**PROBLEM DESCRIPTION:** Extract each line of the rows below that contains the string "floor". Case matters.
── DATA TO USE ──
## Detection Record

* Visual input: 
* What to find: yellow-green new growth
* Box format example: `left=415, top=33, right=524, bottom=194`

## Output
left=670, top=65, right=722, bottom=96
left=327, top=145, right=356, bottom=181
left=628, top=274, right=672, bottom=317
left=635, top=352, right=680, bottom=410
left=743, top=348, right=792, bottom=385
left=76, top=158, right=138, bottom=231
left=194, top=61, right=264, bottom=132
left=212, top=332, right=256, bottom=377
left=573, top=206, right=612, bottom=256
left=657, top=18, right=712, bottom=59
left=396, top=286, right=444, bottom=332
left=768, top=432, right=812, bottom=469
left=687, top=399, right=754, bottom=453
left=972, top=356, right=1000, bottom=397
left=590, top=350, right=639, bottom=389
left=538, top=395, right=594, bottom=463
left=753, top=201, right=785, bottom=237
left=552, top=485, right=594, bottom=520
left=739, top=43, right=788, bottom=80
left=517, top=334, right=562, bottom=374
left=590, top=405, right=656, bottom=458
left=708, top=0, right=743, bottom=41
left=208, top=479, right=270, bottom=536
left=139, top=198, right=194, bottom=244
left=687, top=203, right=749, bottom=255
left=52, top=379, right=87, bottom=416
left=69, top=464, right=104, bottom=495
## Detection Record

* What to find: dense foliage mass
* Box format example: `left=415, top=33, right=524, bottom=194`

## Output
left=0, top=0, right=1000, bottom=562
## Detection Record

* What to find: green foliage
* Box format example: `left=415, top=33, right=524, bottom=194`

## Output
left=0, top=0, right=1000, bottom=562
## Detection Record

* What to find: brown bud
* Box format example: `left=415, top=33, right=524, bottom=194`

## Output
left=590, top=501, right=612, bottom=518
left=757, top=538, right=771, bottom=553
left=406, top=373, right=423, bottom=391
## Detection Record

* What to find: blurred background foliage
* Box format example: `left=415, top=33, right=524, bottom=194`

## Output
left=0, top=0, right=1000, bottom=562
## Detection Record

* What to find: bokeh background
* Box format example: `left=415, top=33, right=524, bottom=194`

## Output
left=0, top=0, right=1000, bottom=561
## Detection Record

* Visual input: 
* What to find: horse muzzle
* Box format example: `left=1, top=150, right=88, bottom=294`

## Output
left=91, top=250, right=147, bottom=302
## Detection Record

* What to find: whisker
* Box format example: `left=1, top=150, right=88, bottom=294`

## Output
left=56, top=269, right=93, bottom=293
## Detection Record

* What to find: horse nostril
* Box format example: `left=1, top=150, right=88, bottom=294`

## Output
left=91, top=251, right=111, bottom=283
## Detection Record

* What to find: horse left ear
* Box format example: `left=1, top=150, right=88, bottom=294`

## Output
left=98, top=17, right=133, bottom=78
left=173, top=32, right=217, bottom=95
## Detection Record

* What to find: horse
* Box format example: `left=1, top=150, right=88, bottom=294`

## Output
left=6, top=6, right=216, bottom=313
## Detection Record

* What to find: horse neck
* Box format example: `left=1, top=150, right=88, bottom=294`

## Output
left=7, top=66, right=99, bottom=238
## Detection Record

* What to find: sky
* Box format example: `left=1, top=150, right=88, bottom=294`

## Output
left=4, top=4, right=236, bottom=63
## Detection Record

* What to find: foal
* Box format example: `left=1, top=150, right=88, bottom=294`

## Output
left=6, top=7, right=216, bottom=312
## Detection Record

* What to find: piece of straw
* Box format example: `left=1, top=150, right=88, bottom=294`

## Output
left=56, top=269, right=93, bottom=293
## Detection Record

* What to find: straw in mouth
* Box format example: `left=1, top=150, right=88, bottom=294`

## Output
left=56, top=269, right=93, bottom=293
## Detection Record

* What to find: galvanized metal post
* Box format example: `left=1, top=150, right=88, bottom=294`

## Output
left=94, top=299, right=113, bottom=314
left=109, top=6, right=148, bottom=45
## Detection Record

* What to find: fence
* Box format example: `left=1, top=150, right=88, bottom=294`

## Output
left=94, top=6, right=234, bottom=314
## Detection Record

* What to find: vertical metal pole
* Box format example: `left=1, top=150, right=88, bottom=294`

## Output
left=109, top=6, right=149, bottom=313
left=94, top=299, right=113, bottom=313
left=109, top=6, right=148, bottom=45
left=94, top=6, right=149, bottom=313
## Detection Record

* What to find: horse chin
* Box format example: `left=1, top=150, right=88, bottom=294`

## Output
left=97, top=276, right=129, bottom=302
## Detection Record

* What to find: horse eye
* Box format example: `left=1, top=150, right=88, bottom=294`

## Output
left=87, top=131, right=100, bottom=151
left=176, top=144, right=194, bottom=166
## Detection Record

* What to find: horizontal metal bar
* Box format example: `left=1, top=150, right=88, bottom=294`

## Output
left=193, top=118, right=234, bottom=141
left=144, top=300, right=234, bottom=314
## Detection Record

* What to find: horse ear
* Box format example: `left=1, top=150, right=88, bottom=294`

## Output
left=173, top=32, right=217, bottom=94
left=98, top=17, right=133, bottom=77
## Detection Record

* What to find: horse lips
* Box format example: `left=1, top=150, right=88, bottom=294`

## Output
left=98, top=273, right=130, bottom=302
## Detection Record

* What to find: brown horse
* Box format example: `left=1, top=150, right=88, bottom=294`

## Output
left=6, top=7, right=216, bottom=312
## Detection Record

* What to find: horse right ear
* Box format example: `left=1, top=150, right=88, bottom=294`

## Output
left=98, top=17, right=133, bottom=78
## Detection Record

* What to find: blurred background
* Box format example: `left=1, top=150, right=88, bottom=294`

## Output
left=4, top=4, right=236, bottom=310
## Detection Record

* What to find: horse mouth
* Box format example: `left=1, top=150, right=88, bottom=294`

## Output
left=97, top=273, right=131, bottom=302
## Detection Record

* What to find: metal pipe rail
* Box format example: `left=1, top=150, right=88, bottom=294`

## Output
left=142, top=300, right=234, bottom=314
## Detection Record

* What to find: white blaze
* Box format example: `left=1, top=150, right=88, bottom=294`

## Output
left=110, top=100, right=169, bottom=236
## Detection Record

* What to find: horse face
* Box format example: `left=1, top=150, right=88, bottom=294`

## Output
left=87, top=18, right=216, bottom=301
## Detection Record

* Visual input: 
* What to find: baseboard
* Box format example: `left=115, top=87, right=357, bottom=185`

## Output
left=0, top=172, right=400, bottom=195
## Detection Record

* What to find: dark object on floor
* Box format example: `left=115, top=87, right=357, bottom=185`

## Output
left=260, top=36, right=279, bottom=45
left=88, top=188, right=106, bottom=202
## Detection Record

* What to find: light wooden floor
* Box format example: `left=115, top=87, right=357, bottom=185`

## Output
───
**THE SOLUTION:**
* What to find: dark object on floor
* What to find: light wooden floor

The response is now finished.